* _What you should do_
Find the line that contains "Where can the cornice". Then set down that line and all the lines after it, to the end of the records, exactly and with nothing added.

* _A block of data_
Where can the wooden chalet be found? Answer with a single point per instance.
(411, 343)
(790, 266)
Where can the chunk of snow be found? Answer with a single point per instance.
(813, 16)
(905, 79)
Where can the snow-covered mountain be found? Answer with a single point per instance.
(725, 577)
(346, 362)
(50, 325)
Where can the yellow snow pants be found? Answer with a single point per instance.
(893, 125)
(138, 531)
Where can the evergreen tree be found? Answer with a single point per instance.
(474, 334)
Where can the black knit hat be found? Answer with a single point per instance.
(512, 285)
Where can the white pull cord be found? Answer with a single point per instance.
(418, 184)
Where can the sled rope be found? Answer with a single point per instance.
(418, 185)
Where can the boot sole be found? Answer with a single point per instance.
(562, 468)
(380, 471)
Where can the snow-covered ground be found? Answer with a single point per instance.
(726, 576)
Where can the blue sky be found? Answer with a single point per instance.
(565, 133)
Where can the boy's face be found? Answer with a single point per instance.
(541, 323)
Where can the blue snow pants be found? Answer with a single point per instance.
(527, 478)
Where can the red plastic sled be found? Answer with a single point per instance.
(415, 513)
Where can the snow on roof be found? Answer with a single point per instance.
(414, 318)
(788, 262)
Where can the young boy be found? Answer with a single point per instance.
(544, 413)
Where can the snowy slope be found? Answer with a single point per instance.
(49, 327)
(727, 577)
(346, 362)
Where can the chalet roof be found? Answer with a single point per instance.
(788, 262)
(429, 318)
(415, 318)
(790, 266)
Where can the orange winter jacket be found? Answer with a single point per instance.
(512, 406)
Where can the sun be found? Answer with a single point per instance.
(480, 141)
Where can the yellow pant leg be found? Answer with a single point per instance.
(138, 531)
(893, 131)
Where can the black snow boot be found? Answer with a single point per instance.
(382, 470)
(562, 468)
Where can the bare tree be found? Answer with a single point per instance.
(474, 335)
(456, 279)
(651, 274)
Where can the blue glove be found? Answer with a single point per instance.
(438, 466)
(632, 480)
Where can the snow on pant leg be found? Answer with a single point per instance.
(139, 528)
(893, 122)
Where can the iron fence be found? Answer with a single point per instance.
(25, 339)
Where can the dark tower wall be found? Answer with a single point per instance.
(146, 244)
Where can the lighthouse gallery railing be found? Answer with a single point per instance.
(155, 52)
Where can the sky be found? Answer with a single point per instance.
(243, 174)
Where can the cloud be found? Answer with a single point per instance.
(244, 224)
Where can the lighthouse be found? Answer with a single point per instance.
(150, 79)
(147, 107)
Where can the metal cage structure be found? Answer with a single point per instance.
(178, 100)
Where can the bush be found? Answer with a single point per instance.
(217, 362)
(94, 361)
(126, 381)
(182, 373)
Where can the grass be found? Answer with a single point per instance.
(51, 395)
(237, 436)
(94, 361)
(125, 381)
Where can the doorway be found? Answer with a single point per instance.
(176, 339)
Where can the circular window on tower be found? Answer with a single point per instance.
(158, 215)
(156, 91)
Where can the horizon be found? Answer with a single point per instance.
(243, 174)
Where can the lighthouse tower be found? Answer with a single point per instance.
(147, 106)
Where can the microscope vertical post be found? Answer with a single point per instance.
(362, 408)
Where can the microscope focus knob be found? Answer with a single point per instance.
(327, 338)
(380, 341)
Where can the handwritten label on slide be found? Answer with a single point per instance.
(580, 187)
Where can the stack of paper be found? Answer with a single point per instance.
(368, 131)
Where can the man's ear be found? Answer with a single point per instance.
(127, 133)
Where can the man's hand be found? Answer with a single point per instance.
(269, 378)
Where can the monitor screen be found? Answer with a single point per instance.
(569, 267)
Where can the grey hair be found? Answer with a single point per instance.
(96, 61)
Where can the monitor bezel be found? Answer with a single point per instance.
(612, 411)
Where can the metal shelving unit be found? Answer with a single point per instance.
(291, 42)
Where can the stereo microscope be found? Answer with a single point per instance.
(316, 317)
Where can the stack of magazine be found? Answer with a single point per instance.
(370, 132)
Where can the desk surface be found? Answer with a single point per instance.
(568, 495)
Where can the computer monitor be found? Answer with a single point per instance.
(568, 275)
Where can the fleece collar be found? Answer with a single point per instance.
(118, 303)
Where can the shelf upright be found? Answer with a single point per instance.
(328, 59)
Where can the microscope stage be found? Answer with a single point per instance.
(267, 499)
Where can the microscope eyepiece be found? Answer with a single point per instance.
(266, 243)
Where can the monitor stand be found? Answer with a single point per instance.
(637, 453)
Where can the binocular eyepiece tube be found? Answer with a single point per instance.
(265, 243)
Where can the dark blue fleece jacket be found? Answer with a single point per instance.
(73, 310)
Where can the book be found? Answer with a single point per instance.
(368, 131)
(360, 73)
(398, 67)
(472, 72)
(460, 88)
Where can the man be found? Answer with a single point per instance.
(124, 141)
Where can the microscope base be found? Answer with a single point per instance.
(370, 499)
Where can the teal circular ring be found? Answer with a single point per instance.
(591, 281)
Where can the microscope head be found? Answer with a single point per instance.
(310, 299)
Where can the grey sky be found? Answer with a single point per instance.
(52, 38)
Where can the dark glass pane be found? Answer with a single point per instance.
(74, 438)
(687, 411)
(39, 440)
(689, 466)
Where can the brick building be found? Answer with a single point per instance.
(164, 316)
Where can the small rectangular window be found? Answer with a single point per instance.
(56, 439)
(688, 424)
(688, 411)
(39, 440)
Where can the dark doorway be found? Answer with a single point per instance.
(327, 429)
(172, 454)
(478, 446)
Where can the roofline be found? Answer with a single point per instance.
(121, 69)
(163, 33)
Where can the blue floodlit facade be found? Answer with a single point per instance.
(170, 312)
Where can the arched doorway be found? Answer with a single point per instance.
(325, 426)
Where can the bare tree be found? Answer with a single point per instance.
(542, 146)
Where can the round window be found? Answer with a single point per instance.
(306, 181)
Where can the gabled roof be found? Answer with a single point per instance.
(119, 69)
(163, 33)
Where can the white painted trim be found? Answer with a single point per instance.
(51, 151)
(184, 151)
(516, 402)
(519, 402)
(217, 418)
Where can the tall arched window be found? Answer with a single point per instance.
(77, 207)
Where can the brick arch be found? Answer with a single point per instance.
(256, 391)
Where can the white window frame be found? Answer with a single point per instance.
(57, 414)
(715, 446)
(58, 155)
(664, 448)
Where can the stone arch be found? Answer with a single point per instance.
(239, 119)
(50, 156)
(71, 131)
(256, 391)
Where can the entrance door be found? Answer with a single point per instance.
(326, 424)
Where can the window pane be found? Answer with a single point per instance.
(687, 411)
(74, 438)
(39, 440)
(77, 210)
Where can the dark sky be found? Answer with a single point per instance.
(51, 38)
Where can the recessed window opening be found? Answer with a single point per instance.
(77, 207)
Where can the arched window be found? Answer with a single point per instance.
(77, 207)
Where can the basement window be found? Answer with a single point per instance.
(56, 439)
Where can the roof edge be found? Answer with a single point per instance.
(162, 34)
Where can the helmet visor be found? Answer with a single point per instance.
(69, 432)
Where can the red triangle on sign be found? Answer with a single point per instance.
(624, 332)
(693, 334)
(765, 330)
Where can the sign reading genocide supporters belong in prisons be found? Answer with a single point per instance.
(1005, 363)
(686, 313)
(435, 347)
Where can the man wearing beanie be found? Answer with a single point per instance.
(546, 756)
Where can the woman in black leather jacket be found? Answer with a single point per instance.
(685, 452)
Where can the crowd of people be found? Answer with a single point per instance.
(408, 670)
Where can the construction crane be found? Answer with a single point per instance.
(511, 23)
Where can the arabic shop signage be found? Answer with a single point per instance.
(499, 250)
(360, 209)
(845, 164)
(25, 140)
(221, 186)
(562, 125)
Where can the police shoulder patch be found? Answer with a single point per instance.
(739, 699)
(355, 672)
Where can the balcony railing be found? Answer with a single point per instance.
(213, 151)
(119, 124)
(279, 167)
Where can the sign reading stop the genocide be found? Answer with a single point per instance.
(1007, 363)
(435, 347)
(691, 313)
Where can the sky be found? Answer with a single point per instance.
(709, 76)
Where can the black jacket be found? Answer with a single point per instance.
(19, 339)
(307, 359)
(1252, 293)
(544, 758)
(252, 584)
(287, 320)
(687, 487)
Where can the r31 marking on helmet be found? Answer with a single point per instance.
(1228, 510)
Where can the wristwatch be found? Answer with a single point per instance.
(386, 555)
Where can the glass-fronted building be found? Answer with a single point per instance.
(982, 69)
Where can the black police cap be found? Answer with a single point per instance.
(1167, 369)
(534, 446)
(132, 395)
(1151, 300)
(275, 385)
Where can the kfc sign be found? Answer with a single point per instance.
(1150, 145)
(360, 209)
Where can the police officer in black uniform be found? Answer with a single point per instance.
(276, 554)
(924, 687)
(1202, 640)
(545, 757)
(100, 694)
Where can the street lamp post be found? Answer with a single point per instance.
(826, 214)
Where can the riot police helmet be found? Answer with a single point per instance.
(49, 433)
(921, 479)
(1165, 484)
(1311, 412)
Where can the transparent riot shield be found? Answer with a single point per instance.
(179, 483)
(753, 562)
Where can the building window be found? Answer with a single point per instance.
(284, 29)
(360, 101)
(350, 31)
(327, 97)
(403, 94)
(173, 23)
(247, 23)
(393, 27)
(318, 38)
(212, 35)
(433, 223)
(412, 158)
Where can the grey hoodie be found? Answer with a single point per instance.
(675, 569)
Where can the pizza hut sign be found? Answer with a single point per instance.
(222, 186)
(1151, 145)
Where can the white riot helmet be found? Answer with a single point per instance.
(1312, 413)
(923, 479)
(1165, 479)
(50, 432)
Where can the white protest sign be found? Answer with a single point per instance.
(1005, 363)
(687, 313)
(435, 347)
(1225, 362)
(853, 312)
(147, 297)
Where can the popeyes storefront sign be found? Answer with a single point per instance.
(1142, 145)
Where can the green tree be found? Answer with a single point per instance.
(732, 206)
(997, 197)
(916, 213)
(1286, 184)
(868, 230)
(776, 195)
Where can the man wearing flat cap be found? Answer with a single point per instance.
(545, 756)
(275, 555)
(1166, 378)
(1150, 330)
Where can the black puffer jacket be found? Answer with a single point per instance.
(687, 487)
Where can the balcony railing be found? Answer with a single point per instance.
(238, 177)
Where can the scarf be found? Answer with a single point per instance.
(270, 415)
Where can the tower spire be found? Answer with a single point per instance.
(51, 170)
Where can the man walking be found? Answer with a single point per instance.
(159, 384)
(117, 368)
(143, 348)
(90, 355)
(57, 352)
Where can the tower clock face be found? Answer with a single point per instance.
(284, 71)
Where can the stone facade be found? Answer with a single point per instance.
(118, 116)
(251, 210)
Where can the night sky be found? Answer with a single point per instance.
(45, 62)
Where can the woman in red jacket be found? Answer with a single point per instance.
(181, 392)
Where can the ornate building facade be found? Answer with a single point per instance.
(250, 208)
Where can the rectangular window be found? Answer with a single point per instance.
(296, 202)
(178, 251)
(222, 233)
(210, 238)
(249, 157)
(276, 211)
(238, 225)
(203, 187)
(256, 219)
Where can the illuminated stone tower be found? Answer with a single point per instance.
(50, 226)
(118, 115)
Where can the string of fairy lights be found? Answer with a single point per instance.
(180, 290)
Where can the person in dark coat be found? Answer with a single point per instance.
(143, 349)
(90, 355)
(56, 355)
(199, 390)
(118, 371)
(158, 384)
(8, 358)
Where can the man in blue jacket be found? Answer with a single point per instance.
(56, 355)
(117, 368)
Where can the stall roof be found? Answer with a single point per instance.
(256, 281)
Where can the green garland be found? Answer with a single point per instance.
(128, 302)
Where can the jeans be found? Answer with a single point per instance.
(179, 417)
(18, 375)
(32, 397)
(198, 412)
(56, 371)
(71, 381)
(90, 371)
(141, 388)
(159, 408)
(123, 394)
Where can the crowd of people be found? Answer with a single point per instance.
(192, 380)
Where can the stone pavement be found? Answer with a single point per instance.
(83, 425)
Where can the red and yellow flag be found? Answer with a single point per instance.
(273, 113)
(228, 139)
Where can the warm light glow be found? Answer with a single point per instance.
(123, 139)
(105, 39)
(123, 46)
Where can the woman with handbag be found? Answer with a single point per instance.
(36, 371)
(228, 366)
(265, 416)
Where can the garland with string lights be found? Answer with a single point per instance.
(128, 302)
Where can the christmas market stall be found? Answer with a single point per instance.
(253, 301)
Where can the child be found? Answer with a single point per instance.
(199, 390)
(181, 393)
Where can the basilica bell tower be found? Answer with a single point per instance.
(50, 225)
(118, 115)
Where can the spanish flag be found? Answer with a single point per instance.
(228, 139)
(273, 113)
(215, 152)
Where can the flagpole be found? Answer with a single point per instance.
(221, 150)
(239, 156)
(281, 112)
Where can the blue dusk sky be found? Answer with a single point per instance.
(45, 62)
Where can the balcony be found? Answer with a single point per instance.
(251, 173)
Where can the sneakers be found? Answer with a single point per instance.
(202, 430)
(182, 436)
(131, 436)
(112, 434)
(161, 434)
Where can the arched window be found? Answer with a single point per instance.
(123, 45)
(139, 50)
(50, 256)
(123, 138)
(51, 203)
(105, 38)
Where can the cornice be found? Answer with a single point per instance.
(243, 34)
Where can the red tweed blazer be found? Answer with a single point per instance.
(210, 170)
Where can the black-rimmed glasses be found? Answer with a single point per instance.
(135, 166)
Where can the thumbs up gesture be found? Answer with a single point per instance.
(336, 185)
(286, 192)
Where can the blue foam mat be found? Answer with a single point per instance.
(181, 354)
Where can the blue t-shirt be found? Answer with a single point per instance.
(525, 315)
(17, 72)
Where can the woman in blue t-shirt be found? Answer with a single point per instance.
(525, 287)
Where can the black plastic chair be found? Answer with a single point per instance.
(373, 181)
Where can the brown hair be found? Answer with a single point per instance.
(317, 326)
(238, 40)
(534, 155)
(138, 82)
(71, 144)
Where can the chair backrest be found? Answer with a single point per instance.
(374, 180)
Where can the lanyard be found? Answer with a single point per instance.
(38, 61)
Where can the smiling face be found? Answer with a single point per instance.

* _Solved exercise_
Where can the cornice be found? Answer with a single point per instance.
(243, 34)
Where can the red tweed blazer be found? Answer with a single point per instance.
(210, 170)
Where can the black-rimmed glasses be found? Answer with a single point per instance.
(135, 166)
Where can the thumbs up gesture be found? Answer with a single point per instance.
(336, 185)
(286, 192)
Where can the blue foam mat be found? Answer with a single point per instance.
(181, 354)
Where can the blue t-shirt be found? Answer with a single point per instance.
(525, 315)
(17, 72)
Where can the woman in blue t-shirt be found? Answer with a single point per instance.
(525, 287)
Where can the black plastic chair be found? Answer with a single point per instance.
(373, 181)
Where can the brown hair be found? Answer with a single point per instance.
(317, 326)
(238, 40)
(534, 155)
(138, 82)
(71, 144)
Where can the chair backrest be found? Answer with a single point per instance.
(374, 180)
Where can the lanyard be found? Answer with a single point per instance.
(38, 61)
Where can the smiling face be found? Answer with a single point per instance.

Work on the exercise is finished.